[Items listed in a dataset]
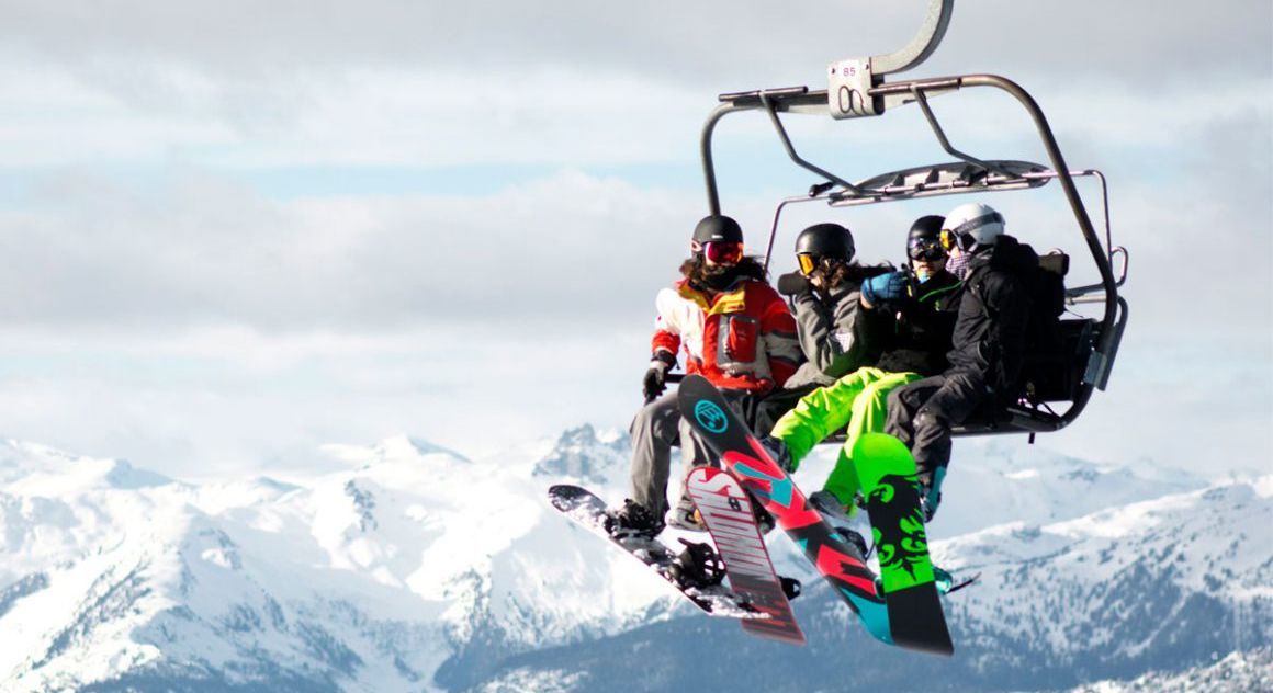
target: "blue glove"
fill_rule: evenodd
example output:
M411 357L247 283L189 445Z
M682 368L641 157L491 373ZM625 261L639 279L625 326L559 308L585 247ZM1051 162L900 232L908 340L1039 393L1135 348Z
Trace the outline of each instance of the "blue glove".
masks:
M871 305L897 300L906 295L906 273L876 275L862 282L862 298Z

...

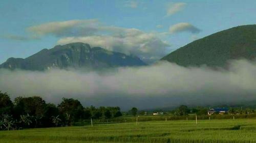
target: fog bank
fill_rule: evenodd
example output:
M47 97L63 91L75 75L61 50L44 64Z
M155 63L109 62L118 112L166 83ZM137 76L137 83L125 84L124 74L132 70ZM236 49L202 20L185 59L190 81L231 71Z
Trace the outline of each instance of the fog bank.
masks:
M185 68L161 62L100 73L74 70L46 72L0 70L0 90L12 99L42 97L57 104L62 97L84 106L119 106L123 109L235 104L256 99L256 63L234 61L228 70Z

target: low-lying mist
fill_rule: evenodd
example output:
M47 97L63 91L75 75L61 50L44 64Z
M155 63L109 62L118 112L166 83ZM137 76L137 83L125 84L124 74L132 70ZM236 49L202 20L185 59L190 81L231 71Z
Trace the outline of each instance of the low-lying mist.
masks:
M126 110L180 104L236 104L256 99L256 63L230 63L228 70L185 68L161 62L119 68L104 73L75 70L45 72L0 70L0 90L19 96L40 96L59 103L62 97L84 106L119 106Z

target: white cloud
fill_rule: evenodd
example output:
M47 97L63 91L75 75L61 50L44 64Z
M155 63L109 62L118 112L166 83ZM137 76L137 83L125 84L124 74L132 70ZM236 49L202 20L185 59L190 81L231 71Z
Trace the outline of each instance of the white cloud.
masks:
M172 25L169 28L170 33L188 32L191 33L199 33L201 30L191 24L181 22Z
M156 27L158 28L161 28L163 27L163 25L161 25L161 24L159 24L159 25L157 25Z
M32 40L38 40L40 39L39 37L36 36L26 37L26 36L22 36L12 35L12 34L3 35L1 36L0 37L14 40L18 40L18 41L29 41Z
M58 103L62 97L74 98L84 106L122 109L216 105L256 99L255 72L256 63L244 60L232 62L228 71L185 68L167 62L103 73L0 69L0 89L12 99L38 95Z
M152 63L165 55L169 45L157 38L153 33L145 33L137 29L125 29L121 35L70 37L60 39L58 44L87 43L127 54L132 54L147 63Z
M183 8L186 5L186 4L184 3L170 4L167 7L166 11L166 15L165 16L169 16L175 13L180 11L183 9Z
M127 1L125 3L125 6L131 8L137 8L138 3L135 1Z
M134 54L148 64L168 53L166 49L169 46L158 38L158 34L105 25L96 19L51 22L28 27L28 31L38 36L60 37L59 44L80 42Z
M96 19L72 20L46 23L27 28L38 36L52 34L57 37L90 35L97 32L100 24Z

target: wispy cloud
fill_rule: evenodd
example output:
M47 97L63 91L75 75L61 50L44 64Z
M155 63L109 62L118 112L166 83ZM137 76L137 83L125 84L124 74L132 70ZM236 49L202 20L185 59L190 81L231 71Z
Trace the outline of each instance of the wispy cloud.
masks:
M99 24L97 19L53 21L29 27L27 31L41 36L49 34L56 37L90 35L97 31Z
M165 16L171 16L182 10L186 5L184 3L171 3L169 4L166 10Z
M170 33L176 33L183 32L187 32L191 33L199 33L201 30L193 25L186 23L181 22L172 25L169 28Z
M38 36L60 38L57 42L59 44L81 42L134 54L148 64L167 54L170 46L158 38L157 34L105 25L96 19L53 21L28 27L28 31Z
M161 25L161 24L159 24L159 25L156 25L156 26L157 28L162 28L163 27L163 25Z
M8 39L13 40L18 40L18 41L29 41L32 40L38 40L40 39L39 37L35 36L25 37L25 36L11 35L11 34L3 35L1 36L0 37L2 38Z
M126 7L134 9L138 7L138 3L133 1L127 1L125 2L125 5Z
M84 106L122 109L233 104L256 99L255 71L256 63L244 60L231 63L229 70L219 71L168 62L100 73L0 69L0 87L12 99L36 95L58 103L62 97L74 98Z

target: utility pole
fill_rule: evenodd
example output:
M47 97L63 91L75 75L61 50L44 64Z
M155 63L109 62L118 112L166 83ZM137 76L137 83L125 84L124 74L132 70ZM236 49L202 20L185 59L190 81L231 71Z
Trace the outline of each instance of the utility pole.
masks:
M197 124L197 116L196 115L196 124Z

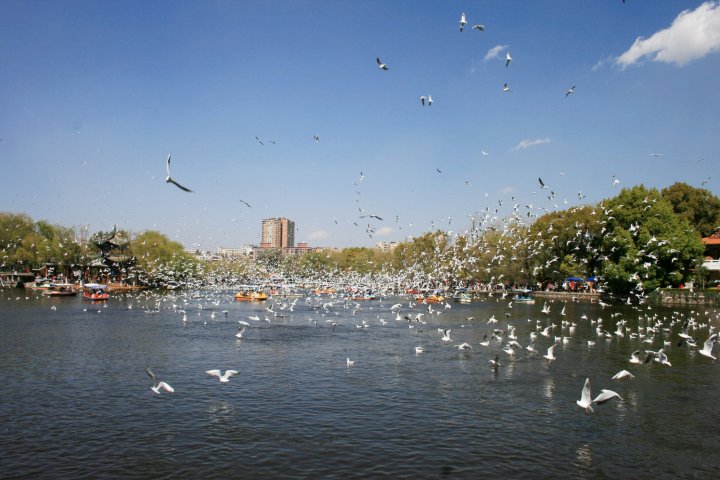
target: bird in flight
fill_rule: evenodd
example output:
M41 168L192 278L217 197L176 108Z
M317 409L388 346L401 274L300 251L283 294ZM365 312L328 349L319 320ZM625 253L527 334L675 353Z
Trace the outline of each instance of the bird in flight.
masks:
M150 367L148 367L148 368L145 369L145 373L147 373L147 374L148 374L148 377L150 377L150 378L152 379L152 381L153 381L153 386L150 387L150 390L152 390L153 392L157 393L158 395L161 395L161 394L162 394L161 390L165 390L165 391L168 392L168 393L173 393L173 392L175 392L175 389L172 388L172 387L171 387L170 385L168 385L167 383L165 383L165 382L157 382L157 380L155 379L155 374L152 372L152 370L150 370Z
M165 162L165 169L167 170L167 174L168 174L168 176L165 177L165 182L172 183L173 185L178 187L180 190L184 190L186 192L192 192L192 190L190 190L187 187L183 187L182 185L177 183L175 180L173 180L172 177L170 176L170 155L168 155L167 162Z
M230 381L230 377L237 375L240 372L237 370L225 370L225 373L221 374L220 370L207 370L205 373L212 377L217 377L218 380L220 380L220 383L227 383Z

▶ _What you will do_
Print the part of the data that opens with the line containing "target: bird in flight" and closes with the line containing "M230 381L230 377L237", both lines included, copying it line for line.

▶ _The completed task_
target: bird in flight
fill_rule: evenodd
example output:
M41 168L192 278L217 197L176 108Z
M317 409L388 346L401 274L300 251L283 294ZM365 312L328 349L319 320ZM625 253L527 334L675 353Z
Trace the outline of each instance of the bird in flight.
masks:
M150 367L148 367L148 368L145 369L145 373L147 373L147 374L148 374L148 377L150 377L150 378L152 379L152 381L153 381L153 386L150 387L150 390L152 390L153 392L157 393L158 395L161 395L161 394L162 394L161 390L165 390L165 391L168 392L168 393L173 393L173 392L175 392L175 389L172 388L172 387L171 387L170 385L168 385L167 383L165 383L165 382L157 382L157 380L155 379L155 374L152 372L152 370L150 370Z
M165 162L165 169L167 170L167 174L168 174L168 176L165 177L165 182L172 183L173 185L178 187L180 190L184 190L186 192L192 192L192 190L190 190L187 187L183 187L182 185L177 183L175 180L173 180L172 177L170 176L170 155L168 155L167 162Z
M230 381L230 377L237 375L240 372L237 370L225 370L225 373L221 374L220 370L207 370L205 373L212 377L217 377L218 380L220 380L220 383L227 383Z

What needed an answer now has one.